(Beginning of DATASET)

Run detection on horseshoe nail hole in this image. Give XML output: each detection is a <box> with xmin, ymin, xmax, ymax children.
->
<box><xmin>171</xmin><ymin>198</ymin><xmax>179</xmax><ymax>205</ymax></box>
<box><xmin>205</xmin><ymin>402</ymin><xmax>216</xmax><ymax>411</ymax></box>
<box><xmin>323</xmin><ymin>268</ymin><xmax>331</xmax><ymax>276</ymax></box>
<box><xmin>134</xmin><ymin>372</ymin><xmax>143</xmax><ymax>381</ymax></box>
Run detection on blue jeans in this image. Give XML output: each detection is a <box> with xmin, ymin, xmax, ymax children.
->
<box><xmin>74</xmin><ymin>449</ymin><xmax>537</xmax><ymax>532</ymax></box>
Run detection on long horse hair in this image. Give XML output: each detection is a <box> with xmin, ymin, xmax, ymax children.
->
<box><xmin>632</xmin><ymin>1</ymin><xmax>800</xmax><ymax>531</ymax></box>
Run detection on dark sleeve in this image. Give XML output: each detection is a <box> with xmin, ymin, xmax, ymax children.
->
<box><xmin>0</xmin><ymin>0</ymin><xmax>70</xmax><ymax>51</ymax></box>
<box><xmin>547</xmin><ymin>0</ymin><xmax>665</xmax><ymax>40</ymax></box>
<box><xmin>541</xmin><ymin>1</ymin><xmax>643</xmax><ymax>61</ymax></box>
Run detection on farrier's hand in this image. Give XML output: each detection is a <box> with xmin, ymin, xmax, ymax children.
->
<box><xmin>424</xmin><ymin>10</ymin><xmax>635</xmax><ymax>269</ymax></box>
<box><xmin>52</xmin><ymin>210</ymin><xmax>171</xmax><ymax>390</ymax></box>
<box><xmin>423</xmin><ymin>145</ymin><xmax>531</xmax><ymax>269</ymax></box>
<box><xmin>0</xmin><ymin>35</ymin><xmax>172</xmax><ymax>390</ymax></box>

(End of DATASET)

**INSTRUCTIONS FOR THE TASK**
Repeat each of the entries above precisely as given.

**ANSWER FOR THE TASK**
Run detection on horseshoe nail hole in this image. Give XML output: each detection is a <box> with xmin, ymin, xmax, ymax children.
->
<box><xmin>171</xmin><ymin>198</ymin><xmax>179</xmax><ymax>205</ymax></box>
<box><xmin>205</xmin><ymin>402</ymin><xmax>216</xmax><ymax>411</ymax></box>
<box><xmin>323</xmin><ymin>268</ymin><xmax>331</xmax><ymax>276</ymax></box>
<box><xmin>134</xmin><ymin>372</ymin><xmax>143</xmax><ymax>381</ymax></box>
Run detection on blue jeans in this image. Give XML output: each detection is a <box> with xmin, ymin, xmax, ymax children.
->
<box><xmin>74</xmin><ymin>449</ymin><xmax>537</xmax><ymax>532</ymax></box>
Run detection on long horse hair in this image. Give XML output: each detection is a <box> with xmin, ymin, xmax, ymax children.
->
<box><xmin>632</xmin><ymin>1</ymin><xmax>800</xmax><ymax>531</ymax></box>
Run detection on dark sleeve in this image. Give XML output: each detection is a <box> with xmin, ymin, xmax, ymax children.
->
<box><xmin>0</xmin><ymin>0</ymin><xmax>70</xmax><ymax>51</ymax></box>
<box><xmin>547</xmin><ymin>0</ymin><xmax>665</xmax><ymax>40</ymax></box>
<box><xmin>541</xmin><ymin>1</ymin><xmax>643</xmax><ymax>61</ymax></box>
Run detection on farrier's hand in this image. Give XML output: each detection is a <box> with xmin, ymin, xmax, ymax children.
->
<box><xmin>424</xmin><ymin>10</ymin><xmax>635</xmax><ymax>269</ymax></box>
<box><xmin>52</xmin><ymin>210</ymin><xmax>171</xmax><ymax>390</ymax></box>
<box><xmin>423</xmin><ymin>145</ymin><xmax>531</xmax><ymax>269</ymax></box>
<box><xmin>0</xmin><ymin>35</ymin><xmax>172</xmax><ymax>390</ymax></box>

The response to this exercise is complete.